■ **原文抜粋**:
===

2022年8月16日火曜日

お配分ですわ

壱百満天原サロメ嬢のリズム天国動画をずっと流しながら夏休みを過ごしている。あるいはKindleの中にあるマンガを片っ端から読むなどしている。買っておいたとある人文系の本がはずれだったので、半分くらい読んだ時点であきらめて捨ててしまった。「クオリア」という言葉を雑に使う本はたいてい脳神経科学のことをまるでわかっていないので、ほかにどれだけ見どころがあろうとも読み続けるのが厳しい。でも、ま、そういう本を軽く読み流せることも、ぜいたくな時間の使い方ではある。

今の職場に勤め始めてから最も長い夏休み。JA北海道厚生連から支給されているメールは、職場のファイアウォール下でしか受信・送信ができないので、日頃仕事でこのメールを主に使っているぼくの元には一切メールが入ってこなくなった。この話をするとぎょっとされる。なぜGmailのようにいつでも連絡がつくアドレスを使わないのか、と。逆に質問してみたいものだ、なぜ休み中にメールをチェックしなければいけないのか、と。長期に不在にすると言ってもせいぜい土日から次の土日まで、長くて10日くらいのものだろう。その間の仕事は他のスタッフが代わってやってくださっているし、診断の緊急案件にかんしてはメールではなく電話である。あわててメールをしてくるのはたいてい「原稿絡み」で、10日の余裕がない仕事や問い合わせを振ってくるほうが非常識だ。ぼくは今、締め切りまで1か月を切っているような原稿がひとつもないのだから問い合わせがくることはあり得ない。

===

■ **作業一覧**:
(a) 夏休みについての文章をもとに、次の問いに答えてください。
(i) 夏休みの間ずっと流しているのは、誰の何の動画か。
(ii) 日頃仕事で主に使っているメールは、どこから支給されているか。
(iii) 診断の緊急案件の連絡には、何が使われるか。
(b) エントリのうち、「Thank you for the photo. Could you tag the blonde」を含む行から最後の行までを両端も含めて取り出し、Markdownの表として表してください。列は「番号」と「行」の2つとし、空行は除いてください。

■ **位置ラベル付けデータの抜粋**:
===

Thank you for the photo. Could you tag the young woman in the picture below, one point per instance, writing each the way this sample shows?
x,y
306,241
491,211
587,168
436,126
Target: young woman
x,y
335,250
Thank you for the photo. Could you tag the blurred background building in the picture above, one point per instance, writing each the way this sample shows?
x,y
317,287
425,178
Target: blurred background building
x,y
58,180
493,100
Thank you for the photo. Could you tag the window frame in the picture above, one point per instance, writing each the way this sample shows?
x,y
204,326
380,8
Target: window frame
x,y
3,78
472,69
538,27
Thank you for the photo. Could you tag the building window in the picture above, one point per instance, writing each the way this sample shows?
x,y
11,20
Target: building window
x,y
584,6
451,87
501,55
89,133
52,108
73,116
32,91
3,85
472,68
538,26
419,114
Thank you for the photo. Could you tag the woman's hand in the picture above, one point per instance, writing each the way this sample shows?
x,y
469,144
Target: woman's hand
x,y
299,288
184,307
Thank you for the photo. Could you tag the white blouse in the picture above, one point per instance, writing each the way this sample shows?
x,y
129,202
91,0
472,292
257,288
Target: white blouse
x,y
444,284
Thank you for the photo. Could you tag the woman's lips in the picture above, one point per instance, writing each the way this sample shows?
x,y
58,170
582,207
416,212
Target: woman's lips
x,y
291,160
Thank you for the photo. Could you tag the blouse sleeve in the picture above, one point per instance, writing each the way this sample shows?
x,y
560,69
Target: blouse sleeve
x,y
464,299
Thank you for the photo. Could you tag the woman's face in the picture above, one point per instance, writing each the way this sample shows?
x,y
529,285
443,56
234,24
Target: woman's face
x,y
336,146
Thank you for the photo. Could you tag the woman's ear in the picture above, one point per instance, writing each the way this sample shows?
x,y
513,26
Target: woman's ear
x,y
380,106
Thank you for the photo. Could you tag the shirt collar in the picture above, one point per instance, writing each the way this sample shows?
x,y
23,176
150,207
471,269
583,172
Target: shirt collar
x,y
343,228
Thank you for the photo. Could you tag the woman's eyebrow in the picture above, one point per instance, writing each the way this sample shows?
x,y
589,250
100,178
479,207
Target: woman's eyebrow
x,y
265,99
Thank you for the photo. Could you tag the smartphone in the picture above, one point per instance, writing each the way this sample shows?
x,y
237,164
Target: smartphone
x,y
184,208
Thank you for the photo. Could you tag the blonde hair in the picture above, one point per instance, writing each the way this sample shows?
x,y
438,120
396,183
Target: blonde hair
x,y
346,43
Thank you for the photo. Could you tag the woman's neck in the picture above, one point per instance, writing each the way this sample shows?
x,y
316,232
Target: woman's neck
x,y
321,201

===

■ **演習の解答**:
(a)
(i) 壱百満天原サロメ嬢のリズム天国動画
(ii) JA北海道厚生連
(iii) 電話

(b)
| 番号 | 行 |
|---|---|
| 1 | Thank you for the photo. Could you tag the blonde hair in the picture above, one point per instance, writing each the way this sample shows? |
| 2 | x,y |
| 3 | 438,120 |
| 4 | 396,183 |
| 5 | Target: blonde hair |
| 6 | x,y |
| 7 | 346,43 |
| 8 | Thank you for the photo. Could you tag the woman's neck in the picture above, one point per instance, writing each the way this sample shows? |
| 9 | x,y |
| 10 | 316,232 |
| 11 | Target: woman's neck |
| 12 | x,y |
| 13 | 321,201 |